> _Provided passage_
Ruth Bader Ginsburg always wanted to be a singer.

“If I had any talent in the world, any talent that God could give me, I would be a great diva,” she told a group of law students at Georgetown University in 2015.

Her singing career didn’t pan out, but the Supreme Court justice and feminist icon remained an avid opera fan until her death in September.


On March 15, in honor of what would have been Ginsburg’s 88th birthday, the National Museum of American Jewish History, Opera Philadelphia and the Lowell Milken Center for Music of American Jewish Experience at The UCLA Herb Alpert School of Music will host “For the Love of Opera: Celebrating RBG’s 88th Birthday.” The event will feature recorded performances of Ginsburg’s favorite arias as well as commentary from opera professionals who knew her.

Ginsburg was a longtime member of NMAJH. In 2019, she became the 21st inductee into the museum’s Only in America Gallery/Hall of Fame. Given her connection to the museum and the Jewish community, the staff knew they wanted to organize an event recognizing the first birthday after her death.

Dan Samuels, public programs manager at NMAJH, began researching her passion for opera. He encountered stories from artists who met her and noticed the common themes in her favorite performances.

“There are several articles written about love for opera, but especially operas whose plotlines run parallel to what she was fighting for in her life,” he said.

The museum partnered with Opera Philadelphia and the Lowell Milken Center to select music and organize the program.

Grant Loehnig, head of music staff at Opera Philadelphia, helped make the selections and also provided piano accompaniment for the recorded performances. He said the organizers knew one of Ginsburg’s favorite operas was Mozart’s “Marriage of Figaro,” and they included an aria featuring Despina, the strong female character in his “Cosî Fan Tutte.”

Labeled-object pointing entries:

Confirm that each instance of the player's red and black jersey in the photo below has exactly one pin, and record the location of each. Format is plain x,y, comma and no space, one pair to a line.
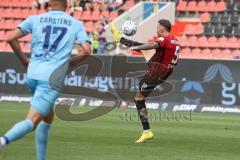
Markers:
165,59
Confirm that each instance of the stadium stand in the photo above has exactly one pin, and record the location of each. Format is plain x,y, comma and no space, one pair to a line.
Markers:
215,32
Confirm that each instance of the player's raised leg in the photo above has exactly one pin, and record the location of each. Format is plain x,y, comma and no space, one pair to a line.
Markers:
42,132
22,128
145,88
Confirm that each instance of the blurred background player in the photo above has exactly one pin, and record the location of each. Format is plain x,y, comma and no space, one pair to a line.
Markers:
160,67
53,36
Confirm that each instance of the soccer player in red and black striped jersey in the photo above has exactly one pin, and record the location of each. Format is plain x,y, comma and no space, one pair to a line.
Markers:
161,66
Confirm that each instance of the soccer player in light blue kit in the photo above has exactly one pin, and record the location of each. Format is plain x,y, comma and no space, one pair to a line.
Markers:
53,36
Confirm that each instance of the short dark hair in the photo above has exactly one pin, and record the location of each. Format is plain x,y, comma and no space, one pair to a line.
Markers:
166,24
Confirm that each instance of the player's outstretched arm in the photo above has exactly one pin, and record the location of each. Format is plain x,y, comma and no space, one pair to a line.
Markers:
84,51
12,40
129,43
146,46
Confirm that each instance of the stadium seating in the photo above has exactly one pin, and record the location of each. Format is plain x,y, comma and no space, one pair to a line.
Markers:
216,33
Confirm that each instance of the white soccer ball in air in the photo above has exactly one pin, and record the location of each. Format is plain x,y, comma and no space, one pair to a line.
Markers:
129,28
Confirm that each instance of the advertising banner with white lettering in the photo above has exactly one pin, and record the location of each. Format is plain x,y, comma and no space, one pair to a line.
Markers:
194,84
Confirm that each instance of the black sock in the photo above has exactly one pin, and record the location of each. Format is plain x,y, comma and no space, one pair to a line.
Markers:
129,43
142,112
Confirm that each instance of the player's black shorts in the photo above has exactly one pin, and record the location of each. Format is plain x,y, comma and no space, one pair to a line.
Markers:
147,85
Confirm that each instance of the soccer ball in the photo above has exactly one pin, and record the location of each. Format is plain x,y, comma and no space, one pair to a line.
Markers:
129,28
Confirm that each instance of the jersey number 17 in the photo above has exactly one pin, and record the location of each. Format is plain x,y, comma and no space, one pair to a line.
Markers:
53,30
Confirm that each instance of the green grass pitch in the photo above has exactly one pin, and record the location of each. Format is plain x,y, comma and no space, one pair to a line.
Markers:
206,137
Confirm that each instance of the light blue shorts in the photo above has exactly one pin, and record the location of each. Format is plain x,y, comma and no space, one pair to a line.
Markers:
43,96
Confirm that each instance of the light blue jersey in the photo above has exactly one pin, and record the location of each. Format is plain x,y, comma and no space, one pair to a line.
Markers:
53,35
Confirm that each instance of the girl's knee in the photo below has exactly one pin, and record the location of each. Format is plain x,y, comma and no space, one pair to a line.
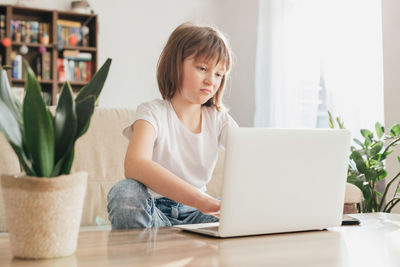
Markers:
129,205
128,188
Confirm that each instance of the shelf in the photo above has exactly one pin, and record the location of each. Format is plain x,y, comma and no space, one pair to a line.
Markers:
75,83
23,81
81,48
32,44
54,48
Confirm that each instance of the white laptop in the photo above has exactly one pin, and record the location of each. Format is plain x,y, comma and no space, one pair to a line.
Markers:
281,180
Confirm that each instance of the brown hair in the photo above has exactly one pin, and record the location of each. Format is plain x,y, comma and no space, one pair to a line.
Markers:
187,40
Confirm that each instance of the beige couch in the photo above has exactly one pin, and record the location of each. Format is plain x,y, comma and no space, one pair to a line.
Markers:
101,153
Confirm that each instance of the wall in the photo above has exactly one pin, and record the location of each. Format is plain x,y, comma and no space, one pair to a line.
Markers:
133,34
391,61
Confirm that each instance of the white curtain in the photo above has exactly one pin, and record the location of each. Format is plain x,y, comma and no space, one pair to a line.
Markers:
319,55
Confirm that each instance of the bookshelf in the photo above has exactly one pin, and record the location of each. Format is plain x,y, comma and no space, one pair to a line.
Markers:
58,45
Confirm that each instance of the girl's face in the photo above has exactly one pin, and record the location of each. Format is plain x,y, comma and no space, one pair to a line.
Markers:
200,79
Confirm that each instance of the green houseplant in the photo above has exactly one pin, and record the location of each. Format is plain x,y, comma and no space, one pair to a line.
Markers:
367,166
44,144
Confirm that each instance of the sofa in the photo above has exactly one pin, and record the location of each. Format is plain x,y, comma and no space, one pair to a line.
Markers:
101,153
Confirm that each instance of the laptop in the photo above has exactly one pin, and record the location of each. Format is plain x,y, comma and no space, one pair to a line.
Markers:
280,180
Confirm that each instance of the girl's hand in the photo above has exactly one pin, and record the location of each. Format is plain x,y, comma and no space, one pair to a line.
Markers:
209,205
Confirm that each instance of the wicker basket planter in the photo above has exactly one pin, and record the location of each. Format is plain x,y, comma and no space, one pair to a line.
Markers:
43,214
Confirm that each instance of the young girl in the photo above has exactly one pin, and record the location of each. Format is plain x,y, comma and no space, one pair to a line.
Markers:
174,142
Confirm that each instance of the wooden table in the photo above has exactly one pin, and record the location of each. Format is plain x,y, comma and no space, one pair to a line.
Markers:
375,243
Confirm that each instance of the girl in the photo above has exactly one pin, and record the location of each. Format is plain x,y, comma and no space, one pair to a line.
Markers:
174,142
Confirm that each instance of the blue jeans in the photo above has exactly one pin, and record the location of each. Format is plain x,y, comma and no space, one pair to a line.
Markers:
130,205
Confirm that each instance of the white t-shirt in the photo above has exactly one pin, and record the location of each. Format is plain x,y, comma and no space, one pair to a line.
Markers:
190,156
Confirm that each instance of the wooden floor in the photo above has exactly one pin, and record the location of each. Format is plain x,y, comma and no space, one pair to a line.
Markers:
375,243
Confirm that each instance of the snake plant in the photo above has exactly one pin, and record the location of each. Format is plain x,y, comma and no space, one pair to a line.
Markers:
43,142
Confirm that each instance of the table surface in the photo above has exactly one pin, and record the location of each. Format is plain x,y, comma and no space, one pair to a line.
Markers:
376,242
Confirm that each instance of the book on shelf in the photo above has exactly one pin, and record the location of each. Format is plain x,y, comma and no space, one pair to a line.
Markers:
74,70
66,29
46,66
46,97
30,31
77,55
16,62
2,26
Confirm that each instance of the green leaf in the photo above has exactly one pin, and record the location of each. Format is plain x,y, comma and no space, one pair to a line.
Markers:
38,125
376,148
65,123
84,111
382,174
358,142
367,134
380,130
9,98
66,169
24,161
96,84
359,161
9,125
395,131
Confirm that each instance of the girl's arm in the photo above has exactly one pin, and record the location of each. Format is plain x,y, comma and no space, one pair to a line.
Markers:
140,166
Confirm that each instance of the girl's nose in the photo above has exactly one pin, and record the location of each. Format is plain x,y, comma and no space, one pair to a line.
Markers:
209,80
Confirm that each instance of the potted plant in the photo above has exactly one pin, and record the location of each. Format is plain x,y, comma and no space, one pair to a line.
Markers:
367,166
43,205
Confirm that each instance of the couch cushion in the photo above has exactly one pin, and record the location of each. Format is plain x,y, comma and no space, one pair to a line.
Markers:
8,165
101,152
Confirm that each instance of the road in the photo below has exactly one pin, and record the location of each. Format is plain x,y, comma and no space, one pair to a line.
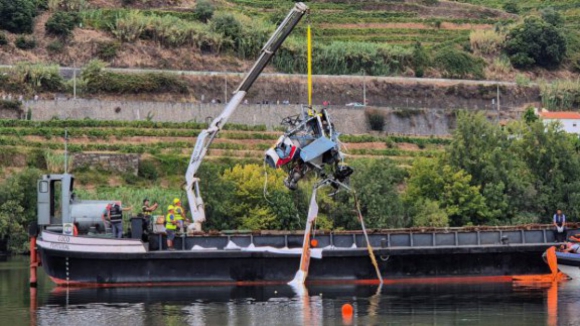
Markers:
68,73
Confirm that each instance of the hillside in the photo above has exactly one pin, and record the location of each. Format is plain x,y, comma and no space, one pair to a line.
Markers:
398,37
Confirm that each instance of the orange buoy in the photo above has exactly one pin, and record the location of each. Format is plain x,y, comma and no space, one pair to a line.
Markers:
347,310
314,243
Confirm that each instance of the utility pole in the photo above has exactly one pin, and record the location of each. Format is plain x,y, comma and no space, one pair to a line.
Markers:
66,151
75,80
497,101
364,89
226,87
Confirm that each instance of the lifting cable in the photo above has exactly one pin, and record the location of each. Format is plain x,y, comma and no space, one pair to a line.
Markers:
369,247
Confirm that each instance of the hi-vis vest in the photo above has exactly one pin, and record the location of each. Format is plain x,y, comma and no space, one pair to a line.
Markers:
116,214
178,212
168,224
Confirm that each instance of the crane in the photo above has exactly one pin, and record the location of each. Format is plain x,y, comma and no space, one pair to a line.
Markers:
207,136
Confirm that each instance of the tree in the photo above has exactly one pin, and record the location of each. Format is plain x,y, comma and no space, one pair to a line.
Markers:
428,213
552,17
259,202
203,10
18,198
62,23
550,154
489,154
431,180
511,7
228,26
17,16
535,42
530,116
420,59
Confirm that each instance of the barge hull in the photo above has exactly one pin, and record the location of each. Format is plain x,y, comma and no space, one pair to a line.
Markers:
221,267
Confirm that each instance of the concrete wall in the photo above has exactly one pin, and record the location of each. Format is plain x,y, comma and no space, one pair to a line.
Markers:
122,163
10,114
350,120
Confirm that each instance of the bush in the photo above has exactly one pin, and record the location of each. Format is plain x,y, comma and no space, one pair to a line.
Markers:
148,170
203,10
99,81
55,46
454,63
40,77
535,42
376,119
12,105
486,41
511,7
17,16
552,17
3,39
228,26
24,43
62,23
420,59
107,50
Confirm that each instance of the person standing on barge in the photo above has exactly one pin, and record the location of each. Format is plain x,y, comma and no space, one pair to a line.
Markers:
559,221
170,226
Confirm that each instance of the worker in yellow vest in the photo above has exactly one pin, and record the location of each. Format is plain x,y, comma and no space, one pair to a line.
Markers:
179,213
170,226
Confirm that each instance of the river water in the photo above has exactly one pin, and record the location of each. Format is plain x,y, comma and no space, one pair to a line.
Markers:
425,304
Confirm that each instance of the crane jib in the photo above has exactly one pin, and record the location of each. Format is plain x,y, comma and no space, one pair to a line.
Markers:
207,136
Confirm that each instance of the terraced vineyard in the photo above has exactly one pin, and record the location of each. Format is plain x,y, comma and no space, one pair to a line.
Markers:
23,140
394,22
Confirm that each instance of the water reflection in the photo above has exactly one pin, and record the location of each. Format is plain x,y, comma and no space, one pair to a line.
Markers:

> _Aim of the task_
Pick up the article on Ginsburg's love of opera after its last sentence and keep it going. The data is separate from the article on Ginsburg's love of opera.

> _Result of this task_
“We want it to be a celebration of her and her love of opera, and we hope that comes through with the joy of the performances,” he said.

Peter Kazaras, director of opera at UCLA, helped select the music and will host the event.

“Each of the selections has something to do with either a theme in law or in social justice, and whether that’s a contested will from ‘Gianni Schicci,’ or whether that’s buying someone out of a contract in ‘The Elixir of Love,’ or whether that be issue of punitive immigration laws in the aria from ‘The Consul,’ those are the issues we’re dealing with here,” he said.
Kazaras met Ginsburg at the Kennedy Center in Washington, D.C., where he has directed four operas. He said she would come to the parties after the shows and speak with delighted performers about how much she enjoyed their work.

“For those of us who were in the business and, you know, got to meet her, I have to say it was astonishing the details she remembered,” he said. “She remembered who had done what where, not only who had sung, but who had directed, who had conducted — all of that stuff was pretty much at her fingertips.”

The program features performances by tenor Joshua Blue, baritone Norman Garrett, soprano Michelle Rice and soprano Ashley Marie Robillard with piano accompaniment by Loehnig and Stephen Karr. The songs were recorded in NMAJH’s Dell Theater and UCLA’s Schoenberg Hall.

Commentary about Ginsburg’s relationship with opera will be offered by Francesca Zambello, the Washington National Opera’s stage director and artistic director, and Lawrence Brownlee, tenor and artistic adviser to Opera Philadelphia. Brownlee shared the stage with Ginsburg in Donizetti’s “La Fille du Régiment” at WNO in 2016. She played the speaking role of “The Duchess,” who gives lovers permission to marry.

“For the Love of Opera” will air via Facebook Live on the Facebook pages of NMAJH, Opera Philadelphia and the Lowell Milken Center at 8 p.m. EST. The production will also be available on-demand after the event on Facebook, NMAJH’s website and the Opera Philadelphia Channel.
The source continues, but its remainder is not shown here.